** Set task **
Only the lines from the one containing "Mark the region of each instance of the blue" through the end of the data below should be copied, each exactly as written and with both ends kept.

** Input material **

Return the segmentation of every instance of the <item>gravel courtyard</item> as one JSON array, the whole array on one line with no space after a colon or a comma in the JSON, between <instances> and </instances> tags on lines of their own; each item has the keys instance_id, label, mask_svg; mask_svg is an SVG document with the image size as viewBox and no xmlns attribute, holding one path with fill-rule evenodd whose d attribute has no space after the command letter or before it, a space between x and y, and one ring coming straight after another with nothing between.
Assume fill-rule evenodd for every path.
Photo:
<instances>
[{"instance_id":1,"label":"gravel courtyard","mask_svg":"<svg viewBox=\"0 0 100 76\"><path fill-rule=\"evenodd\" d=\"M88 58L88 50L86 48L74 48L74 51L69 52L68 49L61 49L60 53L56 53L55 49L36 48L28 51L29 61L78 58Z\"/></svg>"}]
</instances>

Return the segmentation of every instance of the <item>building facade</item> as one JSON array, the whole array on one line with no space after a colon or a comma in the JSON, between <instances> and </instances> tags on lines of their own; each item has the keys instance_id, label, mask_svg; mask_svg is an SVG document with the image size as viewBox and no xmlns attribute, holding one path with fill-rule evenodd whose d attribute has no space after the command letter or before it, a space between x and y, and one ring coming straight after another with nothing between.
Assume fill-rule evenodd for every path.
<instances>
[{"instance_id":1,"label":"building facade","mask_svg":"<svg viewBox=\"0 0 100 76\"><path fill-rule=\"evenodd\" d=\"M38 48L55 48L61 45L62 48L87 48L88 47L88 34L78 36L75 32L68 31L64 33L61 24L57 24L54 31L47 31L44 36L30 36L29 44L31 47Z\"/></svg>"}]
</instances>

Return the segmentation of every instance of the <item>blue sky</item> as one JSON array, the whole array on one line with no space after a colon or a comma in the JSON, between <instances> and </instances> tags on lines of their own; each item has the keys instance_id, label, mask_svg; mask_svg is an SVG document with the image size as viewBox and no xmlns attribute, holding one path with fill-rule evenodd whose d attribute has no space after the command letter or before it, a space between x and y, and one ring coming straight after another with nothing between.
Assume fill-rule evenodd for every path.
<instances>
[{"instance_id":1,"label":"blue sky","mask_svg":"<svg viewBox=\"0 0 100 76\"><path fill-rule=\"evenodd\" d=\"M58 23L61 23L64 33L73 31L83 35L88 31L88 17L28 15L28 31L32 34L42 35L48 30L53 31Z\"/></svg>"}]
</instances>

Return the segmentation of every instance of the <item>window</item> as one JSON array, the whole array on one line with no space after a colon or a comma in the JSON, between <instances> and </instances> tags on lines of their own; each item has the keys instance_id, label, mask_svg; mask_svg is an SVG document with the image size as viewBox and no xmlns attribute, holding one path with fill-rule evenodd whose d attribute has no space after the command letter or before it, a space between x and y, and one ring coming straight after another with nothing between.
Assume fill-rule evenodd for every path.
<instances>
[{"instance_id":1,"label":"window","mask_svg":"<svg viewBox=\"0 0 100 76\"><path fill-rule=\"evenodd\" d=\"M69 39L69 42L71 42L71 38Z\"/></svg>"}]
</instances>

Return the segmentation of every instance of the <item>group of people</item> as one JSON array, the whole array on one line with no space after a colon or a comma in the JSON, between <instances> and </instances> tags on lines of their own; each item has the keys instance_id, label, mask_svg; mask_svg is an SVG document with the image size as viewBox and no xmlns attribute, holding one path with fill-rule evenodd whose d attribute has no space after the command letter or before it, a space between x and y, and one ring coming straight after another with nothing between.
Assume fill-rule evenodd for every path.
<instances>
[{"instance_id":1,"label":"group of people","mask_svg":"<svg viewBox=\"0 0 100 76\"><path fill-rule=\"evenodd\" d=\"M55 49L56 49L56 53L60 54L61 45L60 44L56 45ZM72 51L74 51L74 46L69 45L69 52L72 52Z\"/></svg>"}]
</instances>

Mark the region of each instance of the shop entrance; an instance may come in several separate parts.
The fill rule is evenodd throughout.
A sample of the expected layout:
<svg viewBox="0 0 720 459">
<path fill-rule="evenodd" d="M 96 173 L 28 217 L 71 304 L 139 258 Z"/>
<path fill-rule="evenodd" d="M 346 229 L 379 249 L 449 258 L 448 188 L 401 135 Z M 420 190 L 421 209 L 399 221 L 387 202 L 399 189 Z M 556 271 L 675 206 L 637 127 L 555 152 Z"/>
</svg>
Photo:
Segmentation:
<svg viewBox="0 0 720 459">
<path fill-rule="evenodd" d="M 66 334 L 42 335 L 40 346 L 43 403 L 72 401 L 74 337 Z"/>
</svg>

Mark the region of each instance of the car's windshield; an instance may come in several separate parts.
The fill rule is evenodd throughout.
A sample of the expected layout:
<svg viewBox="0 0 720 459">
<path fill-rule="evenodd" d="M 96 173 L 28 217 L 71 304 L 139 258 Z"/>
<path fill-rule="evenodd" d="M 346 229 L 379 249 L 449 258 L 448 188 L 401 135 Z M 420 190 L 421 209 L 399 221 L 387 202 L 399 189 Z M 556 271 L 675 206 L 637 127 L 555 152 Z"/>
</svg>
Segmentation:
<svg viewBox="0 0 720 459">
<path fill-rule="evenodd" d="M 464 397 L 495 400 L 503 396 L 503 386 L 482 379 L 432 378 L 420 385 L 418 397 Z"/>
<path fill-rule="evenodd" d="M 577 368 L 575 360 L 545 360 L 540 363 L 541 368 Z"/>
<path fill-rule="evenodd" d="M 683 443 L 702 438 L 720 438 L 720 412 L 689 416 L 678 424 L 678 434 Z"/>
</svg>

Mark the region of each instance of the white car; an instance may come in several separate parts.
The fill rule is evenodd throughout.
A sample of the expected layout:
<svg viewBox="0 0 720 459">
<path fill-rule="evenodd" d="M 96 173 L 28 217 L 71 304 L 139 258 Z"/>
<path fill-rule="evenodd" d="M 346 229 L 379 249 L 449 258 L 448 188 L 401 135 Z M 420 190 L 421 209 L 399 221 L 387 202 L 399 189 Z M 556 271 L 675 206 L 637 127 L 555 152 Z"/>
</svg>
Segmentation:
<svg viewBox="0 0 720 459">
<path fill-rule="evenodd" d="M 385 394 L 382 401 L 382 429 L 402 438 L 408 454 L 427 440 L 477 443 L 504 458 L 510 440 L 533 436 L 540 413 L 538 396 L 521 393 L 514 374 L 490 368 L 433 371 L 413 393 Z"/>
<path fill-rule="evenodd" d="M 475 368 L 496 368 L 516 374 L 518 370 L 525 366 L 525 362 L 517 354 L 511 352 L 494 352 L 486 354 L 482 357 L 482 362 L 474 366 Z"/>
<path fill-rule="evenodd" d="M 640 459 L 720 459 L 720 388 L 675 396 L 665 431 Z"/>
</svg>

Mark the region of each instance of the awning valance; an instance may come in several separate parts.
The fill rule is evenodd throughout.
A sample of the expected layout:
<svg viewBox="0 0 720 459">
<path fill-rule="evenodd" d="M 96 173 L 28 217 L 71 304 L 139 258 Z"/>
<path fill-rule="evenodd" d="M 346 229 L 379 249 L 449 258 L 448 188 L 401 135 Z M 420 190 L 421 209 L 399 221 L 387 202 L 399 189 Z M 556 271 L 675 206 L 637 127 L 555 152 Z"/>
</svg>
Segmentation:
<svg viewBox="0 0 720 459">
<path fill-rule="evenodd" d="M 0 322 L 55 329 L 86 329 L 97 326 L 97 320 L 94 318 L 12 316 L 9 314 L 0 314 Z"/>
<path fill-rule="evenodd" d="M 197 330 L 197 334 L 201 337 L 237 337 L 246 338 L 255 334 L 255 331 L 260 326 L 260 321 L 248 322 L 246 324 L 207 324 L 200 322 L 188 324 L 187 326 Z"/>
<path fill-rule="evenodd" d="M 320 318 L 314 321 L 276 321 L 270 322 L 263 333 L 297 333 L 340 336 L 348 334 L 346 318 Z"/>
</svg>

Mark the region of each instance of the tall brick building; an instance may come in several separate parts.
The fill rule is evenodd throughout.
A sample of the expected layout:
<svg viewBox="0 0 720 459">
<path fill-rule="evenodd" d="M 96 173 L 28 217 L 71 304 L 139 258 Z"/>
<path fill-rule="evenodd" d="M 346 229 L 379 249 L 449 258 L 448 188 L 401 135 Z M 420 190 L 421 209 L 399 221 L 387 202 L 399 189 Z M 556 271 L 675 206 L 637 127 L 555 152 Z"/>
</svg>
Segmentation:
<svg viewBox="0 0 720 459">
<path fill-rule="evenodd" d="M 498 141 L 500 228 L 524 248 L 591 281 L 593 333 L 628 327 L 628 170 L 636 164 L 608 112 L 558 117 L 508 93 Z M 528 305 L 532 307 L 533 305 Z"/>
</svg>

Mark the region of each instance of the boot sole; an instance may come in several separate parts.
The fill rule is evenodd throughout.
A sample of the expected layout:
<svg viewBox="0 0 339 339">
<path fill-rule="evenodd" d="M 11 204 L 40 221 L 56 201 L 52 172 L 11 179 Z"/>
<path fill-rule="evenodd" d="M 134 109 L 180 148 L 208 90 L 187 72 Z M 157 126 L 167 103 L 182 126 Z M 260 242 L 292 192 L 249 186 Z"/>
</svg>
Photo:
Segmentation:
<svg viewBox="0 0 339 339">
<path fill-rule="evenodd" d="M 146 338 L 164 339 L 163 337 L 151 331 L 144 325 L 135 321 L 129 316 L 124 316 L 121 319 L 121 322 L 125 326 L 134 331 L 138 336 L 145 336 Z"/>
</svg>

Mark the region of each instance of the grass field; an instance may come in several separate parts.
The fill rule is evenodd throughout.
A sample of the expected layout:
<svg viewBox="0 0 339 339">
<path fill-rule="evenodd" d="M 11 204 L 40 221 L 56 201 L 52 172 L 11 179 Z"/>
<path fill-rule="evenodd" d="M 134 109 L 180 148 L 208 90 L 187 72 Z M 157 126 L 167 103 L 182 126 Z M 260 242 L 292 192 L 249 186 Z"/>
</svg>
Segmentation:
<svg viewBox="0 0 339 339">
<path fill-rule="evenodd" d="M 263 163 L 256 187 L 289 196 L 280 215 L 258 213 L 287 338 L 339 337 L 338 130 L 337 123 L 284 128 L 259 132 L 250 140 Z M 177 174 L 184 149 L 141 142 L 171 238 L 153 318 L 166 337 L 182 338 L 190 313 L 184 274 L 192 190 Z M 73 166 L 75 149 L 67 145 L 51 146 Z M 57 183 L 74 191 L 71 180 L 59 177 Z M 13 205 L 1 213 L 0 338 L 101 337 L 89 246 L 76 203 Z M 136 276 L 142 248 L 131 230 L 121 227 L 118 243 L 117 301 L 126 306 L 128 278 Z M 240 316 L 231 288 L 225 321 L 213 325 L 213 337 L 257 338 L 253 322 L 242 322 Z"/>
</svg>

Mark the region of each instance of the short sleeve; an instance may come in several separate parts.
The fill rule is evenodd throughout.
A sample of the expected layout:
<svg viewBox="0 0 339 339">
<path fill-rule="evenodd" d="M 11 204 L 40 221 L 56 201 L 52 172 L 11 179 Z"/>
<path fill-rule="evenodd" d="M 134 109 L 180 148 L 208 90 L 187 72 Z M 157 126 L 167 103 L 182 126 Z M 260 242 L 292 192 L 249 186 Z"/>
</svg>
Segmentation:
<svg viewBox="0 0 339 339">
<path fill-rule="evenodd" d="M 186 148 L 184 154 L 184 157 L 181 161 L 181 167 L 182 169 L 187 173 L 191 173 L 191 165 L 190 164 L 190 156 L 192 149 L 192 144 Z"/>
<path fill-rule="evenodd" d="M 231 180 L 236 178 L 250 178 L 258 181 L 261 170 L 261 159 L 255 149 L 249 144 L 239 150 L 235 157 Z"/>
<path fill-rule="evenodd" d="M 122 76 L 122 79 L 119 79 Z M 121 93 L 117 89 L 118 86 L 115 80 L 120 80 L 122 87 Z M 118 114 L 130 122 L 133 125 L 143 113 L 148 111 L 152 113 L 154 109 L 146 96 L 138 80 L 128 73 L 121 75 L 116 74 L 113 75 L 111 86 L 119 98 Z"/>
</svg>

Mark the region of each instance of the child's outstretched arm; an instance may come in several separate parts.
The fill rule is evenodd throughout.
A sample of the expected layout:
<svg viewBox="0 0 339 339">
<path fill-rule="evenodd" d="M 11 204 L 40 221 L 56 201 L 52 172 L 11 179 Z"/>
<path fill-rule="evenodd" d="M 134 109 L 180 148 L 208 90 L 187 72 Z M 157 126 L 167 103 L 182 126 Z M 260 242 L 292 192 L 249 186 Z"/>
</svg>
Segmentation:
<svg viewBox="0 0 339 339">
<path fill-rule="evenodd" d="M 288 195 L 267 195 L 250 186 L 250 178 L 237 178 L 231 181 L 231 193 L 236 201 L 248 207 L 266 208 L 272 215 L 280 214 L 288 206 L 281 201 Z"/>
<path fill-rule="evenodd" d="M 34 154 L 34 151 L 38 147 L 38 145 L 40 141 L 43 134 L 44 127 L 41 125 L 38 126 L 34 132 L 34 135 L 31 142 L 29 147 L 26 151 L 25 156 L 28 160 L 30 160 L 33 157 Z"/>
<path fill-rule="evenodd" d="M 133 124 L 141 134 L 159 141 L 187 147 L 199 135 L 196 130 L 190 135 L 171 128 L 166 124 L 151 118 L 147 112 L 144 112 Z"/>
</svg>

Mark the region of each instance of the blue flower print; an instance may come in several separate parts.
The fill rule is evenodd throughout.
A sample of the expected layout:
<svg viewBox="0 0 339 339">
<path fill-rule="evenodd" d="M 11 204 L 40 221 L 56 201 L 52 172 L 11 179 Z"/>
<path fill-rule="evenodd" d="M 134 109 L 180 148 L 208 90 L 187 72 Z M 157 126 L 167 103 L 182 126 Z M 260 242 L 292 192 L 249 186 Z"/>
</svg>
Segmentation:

** Complete output **
Mark the region of each instance of the blue flower print; an instance may come in several separate parts.
The fill rule is evenodd throughout.
A sample of the expected layout:
<svg viewBox="0 0 339 339">
<path fill-rule="evenodd" d="M 11 204 L 40 221 L 56 201 L 52 172 L 11 179 Z"/>
<path fill-rule="evenodd" d="M 134 109 L 180 148 L 208 90 L 187 72 Z M 157 126 L 167 103 L 182 126 Z M 260 242 L 292 192 L 249 186 Z"/>
</svg>
Segmentation:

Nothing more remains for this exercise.